Dataset entries:
+-------+
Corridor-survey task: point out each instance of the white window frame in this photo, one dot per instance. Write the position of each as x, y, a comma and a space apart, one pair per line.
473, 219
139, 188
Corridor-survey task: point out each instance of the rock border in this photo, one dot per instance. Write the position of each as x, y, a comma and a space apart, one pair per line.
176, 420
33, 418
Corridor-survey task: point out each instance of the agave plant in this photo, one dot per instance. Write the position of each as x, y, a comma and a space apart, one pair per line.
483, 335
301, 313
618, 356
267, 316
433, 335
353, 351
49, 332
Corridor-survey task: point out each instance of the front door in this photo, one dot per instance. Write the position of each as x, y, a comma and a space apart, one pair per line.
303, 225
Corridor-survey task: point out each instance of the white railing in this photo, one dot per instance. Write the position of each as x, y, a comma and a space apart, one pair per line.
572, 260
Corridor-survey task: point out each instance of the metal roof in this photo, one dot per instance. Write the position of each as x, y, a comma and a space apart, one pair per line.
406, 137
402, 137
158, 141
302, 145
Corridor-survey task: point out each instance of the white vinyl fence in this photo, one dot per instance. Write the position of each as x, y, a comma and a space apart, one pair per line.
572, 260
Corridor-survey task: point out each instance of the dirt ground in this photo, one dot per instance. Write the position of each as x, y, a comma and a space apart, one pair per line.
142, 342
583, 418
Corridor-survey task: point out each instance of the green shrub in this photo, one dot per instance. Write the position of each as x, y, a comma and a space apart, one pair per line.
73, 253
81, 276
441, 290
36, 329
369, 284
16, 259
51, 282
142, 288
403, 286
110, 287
+-------+
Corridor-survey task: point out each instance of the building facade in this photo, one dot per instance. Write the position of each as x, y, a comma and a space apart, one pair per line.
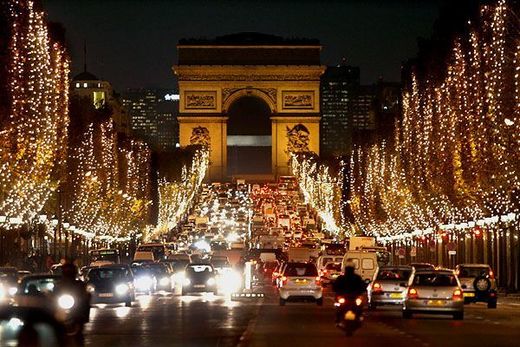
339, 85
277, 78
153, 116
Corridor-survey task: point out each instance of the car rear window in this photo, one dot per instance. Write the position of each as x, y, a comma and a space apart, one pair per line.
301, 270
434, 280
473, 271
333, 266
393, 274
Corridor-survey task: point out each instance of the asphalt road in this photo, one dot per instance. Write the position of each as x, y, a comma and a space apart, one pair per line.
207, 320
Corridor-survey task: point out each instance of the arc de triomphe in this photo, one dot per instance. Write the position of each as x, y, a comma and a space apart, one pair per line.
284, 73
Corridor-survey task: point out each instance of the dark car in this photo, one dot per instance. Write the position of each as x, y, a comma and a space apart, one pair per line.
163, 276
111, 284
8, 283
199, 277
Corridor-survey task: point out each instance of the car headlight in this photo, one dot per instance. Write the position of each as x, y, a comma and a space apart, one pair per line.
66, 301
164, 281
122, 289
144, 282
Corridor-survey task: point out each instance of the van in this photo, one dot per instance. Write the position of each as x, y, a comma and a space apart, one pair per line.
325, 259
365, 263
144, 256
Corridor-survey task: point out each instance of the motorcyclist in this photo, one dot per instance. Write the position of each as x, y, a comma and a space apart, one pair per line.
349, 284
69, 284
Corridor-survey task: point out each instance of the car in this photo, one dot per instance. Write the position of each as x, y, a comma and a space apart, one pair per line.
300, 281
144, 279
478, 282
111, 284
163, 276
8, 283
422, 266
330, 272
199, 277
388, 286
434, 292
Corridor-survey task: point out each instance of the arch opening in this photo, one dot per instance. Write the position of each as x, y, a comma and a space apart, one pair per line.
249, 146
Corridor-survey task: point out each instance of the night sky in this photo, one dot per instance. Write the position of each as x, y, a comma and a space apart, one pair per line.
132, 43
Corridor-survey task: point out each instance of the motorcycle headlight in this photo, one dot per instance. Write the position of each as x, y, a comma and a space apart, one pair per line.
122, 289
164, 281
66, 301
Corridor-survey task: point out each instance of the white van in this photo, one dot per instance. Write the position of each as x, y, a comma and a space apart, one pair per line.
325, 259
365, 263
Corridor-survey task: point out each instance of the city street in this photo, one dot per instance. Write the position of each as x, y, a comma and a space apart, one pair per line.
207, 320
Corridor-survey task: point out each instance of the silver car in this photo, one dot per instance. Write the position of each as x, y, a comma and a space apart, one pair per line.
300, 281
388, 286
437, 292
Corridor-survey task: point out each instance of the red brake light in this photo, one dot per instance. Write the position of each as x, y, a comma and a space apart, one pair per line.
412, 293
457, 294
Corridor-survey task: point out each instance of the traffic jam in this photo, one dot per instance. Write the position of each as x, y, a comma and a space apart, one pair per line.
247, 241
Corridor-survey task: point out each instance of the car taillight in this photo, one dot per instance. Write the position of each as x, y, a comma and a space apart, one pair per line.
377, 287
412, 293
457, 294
+-------+
▶ WHAT TO DO:
Find every line in the records above that contains the word "white" and copy each of those lines. Case counts.

▶ SOLUTION FOR THIS TASK:
Corridor-survey task: point out each instance of the white window frame in this photo, one dot per instance. Write the position of each as x, y, a comma and a space apart, one pair per line.
Corridor-survey task: point out each instance of the white railing in this photo, one dot per instance. Write the position of each as x, y, a comma and a space apart, one pair per line.
Corridor-survey task: point out each instance of the white vinyl fence in this photo, one dot per instance. Write the position of each as x, y, a comma and a space apart, one pair per line.
Corridor-survey task: point out each instance of the white van in this photo, one dot per instance. Write the position of each as x, y, a comma and a space apart, one pair per line.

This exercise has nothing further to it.